# [TASK DETAILS]
The job is to output each record again, character for character.

# [DATASET EXCERPTS]

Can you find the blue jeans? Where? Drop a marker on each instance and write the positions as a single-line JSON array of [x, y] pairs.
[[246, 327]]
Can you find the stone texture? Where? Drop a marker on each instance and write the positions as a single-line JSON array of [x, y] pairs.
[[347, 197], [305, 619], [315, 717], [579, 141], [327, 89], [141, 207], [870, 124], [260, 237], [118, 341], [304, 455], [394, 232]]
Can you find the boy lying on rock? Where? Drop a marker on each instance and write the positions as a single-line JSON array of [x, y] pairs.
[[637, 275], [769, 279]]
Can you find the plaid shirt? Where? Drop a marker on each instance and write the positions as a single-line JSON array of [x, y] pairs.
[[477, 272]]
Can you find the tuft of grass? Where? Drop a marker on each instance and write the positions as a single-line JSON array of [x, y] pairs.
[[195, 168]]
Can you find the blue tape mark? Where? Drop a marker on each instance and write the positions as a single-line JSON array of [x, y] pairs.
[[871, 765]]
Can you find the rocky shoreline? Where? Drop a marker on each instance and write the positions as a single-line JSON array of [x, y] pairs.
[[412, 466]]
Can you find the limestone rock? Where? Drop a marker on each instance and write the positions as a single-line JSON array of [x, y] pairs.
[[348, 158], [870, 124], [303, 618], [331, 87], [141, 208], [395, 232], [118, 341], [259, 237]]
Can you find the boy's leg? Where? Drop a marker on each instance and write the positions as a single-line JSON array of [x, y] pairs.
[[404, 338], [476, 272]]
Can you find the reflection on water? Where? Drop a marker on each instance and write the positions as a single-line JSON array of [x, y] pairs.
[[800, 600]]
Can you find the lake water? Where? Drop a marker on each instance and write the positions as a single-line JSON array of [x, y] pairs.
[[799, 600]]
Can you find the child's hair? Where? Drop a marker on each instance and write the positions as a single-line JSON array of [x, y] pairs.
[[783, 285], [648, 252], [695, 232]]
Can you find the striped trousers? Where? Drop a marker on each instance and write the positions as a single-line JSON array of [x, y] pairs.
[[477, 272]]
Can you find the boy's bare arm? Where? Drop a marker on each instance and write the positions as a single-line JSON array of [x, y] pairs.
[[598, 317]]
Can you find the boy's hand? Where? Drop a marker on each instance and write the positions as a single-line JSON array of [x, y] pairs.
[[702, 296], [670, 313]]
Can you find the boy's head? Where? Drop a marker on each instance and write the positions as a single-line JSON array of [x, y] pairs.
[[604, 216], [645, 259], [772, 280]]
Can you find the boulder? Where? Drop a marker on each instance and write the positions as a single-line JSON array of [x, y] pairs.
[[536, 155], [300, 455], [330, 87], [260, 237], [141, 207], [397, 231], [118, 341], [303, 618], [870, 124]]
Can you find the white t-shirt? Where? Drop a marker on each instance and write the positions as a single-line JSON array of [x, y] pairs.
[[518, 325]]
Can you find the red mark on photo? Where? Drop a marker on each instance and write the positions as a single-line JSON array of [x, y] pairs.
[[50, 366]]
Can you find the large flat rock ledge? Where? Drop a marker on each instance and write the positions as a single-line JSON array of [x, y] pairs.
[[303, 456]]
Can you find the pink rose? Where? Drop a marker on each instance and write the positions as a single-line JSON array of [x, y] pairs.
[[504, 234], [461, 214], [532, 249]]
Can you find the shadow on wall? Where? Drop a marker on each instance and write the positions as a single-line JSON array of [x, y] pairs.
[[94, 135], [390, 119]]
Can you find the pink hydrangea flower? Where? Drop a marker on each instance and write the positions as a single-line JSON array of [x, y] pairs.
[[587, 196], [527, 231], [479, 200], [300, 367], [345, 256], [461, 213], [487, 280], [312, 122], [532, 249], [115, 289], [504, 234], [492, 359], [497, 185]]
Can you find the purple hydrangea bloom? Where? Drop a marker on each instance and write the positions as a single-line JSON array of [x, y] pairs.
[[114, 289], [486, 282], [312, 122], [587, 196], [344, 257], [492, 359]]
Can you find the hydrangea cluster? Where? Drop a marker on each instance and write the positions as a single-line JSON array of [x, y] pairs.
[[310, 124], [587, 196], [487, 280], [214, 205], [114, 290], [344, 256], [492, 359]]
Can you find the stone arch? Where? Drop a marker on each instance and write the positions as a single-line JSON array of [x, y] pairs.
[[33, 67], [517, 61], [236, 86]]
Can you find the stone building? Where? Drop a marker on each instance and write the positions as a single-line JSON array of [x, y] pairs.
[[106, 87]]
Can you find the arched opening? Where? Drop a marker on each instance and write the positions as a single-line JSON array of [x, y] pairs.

# [PROBLEM SOLUTION]
Can you find the blue jeans? Where? Drop a marker on each instance and write the positions as a single-line JSON array of [x, y] pairs.
[[246, 327]]
Can you find the stone texture? Where? Drop a marker on each instance and write the positions as a single-line JSON array of [x, y] pairs.
[[347, 197], [305, 619], [315, 717], [579, 141], [327, 89], [141, 207], [870, 124], [260, 237], [118, 341], [304, 455], [394, 232]]
Can you find the boy lying on rock? Where? Drop a marker on each instance and write the positions as a single-line JSON array of [x, y] pairs.
[[637, 275], [769, 279]]
Can you find the plaid shirt? Where? Drop a marker on each instance and write the positions as a single-line JSON array of [x, y] pairs.
[[477, 272]]
Can you find the tuft of grass? Where? Drop a marker on each instance and write the positions as a single-line JSON array of [x, y] pairs.
[[195, 168]]
Can you find the blue tape mark? Where? Drop a marker on each instance and write the positions as a single-line JSON array of [x, y] pairs.
[[871, 765]]
Can you find the rocky shoreline? Where? Drop a marker on each instance and write the positions as a single-line JSON array of [x, y] pairs.
[[412, 466]]
Can you find the limestone rock? Where? Drop a marker on each instance and write the positions as a single-line JSON array of [x, y] pairs.
[[348, 158], [870, 124], [303, 618], [331, 87], [141, 208], [395, 232], [118, 341], [259, 237]]
Can you find the boy's leg? Where? Drop a marker on each instance and write the positions as a single-line JSON array of [x, y] pairs.
[[404, 338], [476, 272]]
Can you find the reflection on water? Where? Drop a marker on each instance and write the positions as a single-line JSON array of [x, y] pairs.
[[800, 600]]
Can you find the lake water? Where? Drop a marker on each instance and write the positions as a single-line JSON array of [x, y] pairs.
[[799, 600]]
Can you find the child's hair? Where? Drop a marker on each instance and write the positions as a single-line JSON array of [x, y] pairs.
[[783, 285], [648, 252], [695, 232]]
Can you find the striped trousers? Where? Drop a marker on each instance and write the positions as a single-line JSON array of [x, y] pairs.
[[477, 272]]
Can you find the boy's bare arm? Where? Drop a marker on each instance and write the positions as a single-line JSON array of [x, y] pairs.
[[598, 317]]
Can you find the boy's hand? Where? Drop a marker on each instance and write the positions as a single-line JSON array of [x, y] pairs.
[[702, 296], [670, 313]]
Can you find the boy's head? Where? Drop a marker on each instance and write the positions as a single-line JSON array of [x, y] pairs.
[[604, 216], [645, 259], [772, 280]]
Can you find the boulder? Where? Drop a marker on each instance and write the positions as a single-line JSON array of [x, y] pairs.
[[536, 155], [300, 455], [330, 87], [260, 237], [141, 207], [397, 231], [118, 341], [303, 618], [870, 124]]
Can you find the white t-shirt? Where? Drop a marker on each instance and write the positions as a single-line JSON array of [x, y] pairs.
[[518, 325]]
Can you find the red mark on photo? Where? Drop a marker on each instance and write the positions as a single-line JSON array of [x, y] pairs.
[[50, 366]]
Can you find the large flat rock ledge? Where? Drop a marker on each instance and write the positions as a single-line JSON array of [x, y] pairs.
[[303, 456]]
Can you find the pink rose? Where? Drop a marker on each instance and write the positions as a single-line JSON array of [x, y] pairs.
[[504, 234], [461, 214], [532, 249]]
Can you find the shadow on wall? Where? Drop a marker on each instance and write the positions as a single-line JSON array of [x, y] pairs.
[[94, 135], [390, 119]]
Can you find the pink hydrangea flower? Where? Drop a marker on each instance and write the positions as a single-line JSON array of [x, y] pairs.
[[587, 196], [527, 231], [479, 200], [300, 367], [345, 256], [461, 213], [487, 280], [312, 122], [532, 249], [115, 289], [504, 234], [492, 359], [497, 185]]
Can you find the purple hydrangea bloom? Where? Drop a marker on each instance and write the positions as a single-line JSON array of [x, y] pairs.
[[114, 289], [486, 282], [312, 122], [587, 196], [344, 257], [492, 359]]
Can you find the hydrangea cluster? Where? Drop a marker on each instance and write the positions as a single-line JSON array of [x, y] pairs.
[[310, 124], [587, 196], [487, 280], [214, 205], [114, 290], [344, 256], [492, 359]]
Can you find the stone arch? Where? Drop a marker on each instance and write the positions as a single-line JSON array of [x, y] pairs.
[[33, 67], [517, 61], [236, 86]]
Can you find the stone building? Where? Drop a marker on each instance and write the positions as a single-line JSON array of [x, y] pairs.
[[106, 87]]
Can you find the arched opening? Where? Drop a marker on each instance and write the positions as a single-line JSON array of [x, y] pairs.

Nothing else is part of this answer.